- [SOURCE EXCERPT]:

November 28, 2006 Tuesday

HEADLINE: Crackdown

BYLINE: ROB PREECE Council Reporter

A huge city-wide crackdown on Plymouth's pubs, clubs and taxis found serious breaches of licensing rules, the city council revealed today. A multi-agency taskforce found unroadworthy taxis with bald tyres and failed lights, as well as a pub trading outside its agreed licensing hours on Saturday night.


Inspectors also confiscated booze and grub from licensed premises to check they were up to standard. The breaches were discovered in a major campaign, codenamed Operation Liquorice, timed to coincide with the first anniversary of the Licensing Act 2003. The operation spanned Mutley Plain, North Hill, Union Street, Devonport, Stoke, Estover, Whitleigh, Plympton and Plymstock.

- [Dataset entries]:

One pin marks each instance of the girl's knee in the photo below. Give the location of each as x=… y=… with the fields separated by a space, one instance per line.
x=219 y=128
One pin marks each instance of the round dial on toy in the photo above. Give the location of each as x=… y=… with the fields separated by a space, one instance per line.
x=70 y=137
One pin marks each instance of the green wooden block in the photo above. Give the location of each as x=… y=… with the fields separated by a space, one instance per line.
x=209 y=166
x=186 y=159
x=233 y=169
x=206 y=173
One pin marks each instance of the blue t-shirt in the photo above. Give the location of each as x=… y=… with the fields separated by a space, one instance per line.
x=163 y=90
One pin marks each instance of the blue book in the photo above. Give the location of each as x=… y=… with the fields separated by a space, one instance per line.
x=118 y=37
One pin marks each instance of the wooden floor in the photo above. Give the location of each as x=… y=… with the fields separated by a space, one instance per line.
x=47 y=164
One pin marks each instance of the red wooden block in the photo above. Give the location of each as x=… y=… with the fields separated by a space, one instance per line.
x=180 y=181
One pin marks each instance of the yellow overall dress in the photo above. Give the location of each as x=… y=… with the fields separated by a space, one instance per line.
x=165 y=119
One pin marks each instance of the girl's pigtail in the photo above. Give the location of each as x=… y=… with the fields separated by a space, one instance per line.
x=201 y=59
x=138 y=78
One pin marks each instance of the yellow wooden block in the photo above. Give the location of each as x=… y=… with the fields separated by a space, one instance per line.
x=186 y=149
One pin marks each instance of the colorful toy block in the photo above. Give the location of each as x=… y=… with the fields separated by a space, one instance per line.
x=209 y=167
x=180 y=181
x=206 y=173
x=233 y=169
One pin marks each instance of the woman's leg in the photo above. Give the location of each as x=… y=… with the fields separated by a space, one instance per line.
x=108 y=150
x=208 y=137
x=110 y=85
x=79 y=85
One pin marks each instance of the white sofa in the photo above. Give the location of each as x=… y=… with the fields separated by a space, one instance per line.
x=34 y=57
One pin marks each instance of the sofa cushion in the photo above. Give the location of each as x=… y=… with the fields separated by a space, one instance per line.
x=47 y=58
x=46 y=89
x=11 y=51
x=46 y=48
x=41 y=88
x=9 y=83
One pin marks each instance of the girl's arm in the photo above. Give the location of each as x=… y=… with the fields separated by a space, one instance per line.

- [EXERCISE SET]:
**1.** Reproduce the passage from the Plymouth crackdown article starting with "HEADLINE: Crackdown" and going on through "Plympton and Plymstock.".
**2.** Carry on the Plymouth crackdown article from its last sentence.
The dataset entries have no role in this work.

- [RESPONSES FOR EACH TASK]:
**1.**
HEADLINE: Crackdown

BYLINE: ROB PREECE Council Reporter

A huge city-wide crackdown on Plymouth's pubs, clubs and taxis found serious breaches of licensing rules, the city council revealed today. A multi-agency taskforce found unroadworthy taxis with bald tyres and failed lights, as well as a pub trading outside its agreed licensing hours on Saturday night.


Inspectors also confiscated booze and grub from licensed premises to check they were up to standard. The breaches were discovered in a major campaign, codenamed Operation Liquorice, timed to coincide with the first anniversary of the Licensing Act 2003. The operation spanned Mutley Plain, North Hill, Union Street, Devonport, Stoke, Estover, Whitleigh, Plympton and Plymstock.

**2.**
Twenty-five Plymouth City Council officers were involved in the campaign, along with the police, the Vehicle and Operator Services Agency (VOSA) and the Security Industry Authority (SIA). More than 20 per cent of the 50-plus hackney carriages and private hire vehicles spot-checked were ordered off the road. Most were given 'stop notices' - preventing the vehicle being used for business reasons - for defective tyres and lights, a council spokeswoman said.

Fifty pubs and clubs were visited as part of the campaign. One pub was found to be trading outside licensed hours, while other premises were found to have breached licences on technical issues. These included failing to display details of licensees and trading hours, and leaving doors and windows open.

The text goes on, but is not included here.